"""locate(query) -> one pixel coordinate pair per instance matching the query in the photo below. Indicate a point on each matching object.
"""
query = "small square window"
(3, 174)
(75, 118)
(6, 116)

####

Return all of the entries word for word.

### YOUR SOLUTION
"""locate(query) -> one pixel coordinate pair per instance matching the query in the photo below. Indicate a point on each matching object.
"""
query = "small square window"
(3, 174)
(75, 118)
(6, 116)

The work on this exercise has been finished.